▶ **List of tasks**
A: In the text on the complexity paradox, give back the part that opens with the words containing "The complexity paradox: why" and closes with "our collective existence.", swapping "paradox" for "contradiction".
B: Sum up the text on the complexity paradox in three sentences.

┌─ Text segment

The complexity paradox: why an interconnected world makes us more afraid
Despite global progress in health, education and poverty, the perception of insecurity is growing due to outdated decision-making models and short-term incentives
We are living within a paradox, but perhaps we do not realise it. In recent decades, technology and socio-economic globalisation processes have made reality profoundly more interconnected than in the past. Value chains cross continents, information circulates in real time and it is quite evident that local choices often produce global effects. We are therefore living in a reality where complexity is the ordinary condition of our collective existence.
As Francois Jullien would say, this moment in history brings with it a natural inclination towards an awareness of interdependence and, consequently, should favour the emergence of models of cooperation on a global scale and a widespread orientation towards strategies geared towards the common good and sustainability. We should therefore live in a context that naturally leads us to a better, prosperous and peaceful future.

└─
┌─ Record excerpts

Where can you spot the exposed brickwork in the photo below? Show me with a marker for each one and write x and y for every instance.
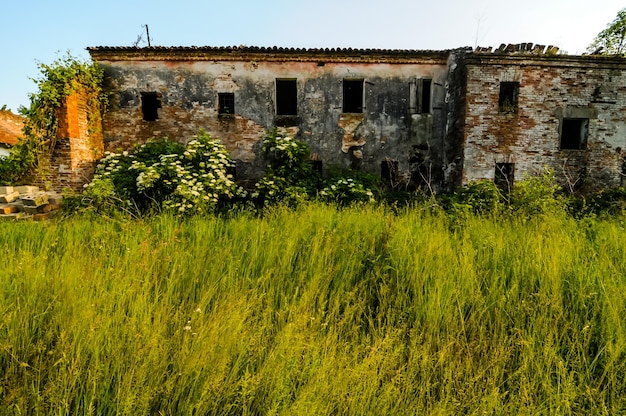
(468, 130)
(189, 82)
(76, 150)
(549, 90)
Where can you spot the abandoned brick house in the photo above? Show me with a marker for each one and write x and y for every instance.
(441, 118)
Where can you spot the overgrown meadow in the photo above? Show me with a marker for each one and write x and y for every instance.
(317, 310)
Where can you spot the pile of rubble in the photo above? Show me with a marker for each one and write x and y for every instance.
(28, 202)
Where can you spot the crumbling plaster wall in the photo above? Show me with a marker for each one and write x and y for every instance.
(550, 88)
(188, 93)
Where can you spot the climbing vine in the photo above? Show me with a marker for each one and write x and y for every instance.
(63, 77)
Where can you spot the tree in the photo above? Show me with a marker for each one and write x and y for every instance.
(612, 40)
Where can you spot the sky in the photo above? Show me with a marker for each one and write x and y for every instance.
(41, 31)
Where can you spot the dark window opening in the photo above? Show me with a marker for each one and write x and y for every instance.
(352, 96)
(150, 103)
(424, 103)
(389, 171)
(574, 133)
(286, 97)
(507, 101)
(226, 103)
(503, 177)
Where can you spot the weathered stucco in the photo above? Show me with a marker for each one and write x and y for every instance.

└─

▶ **Written answers**
A:
The complexity contradiction: why an interconnected world makes us more afraid
Despite global progress in health, education and poverty, the perception of insecurity is growing due to outdated decision-making models and short-term incentives
We are living within a contradiction, but perhaps we do not realise it. In recent decades, technology and socio-economic globalisation processes have made reality profoundly more interconnected than in the past. Value chains cross continents, information circulates in real time and it is quite evident that local choices often produce global effects. We are therefore living in a reality where complexity is the ordinary condition of our collective existence.

B: Despite global progress in health, education and poverty, people feel less secure because of outdated decision-making models and short-term incentives. Technology and globalization have made the world far more interconnected, so complexity is now the ordinary condition of our shared life. This awareness of interdependence should favor cooperation on a global scale and strategies aimed at the common good and sustainability, leading toward a better, prosperous and peaceful future.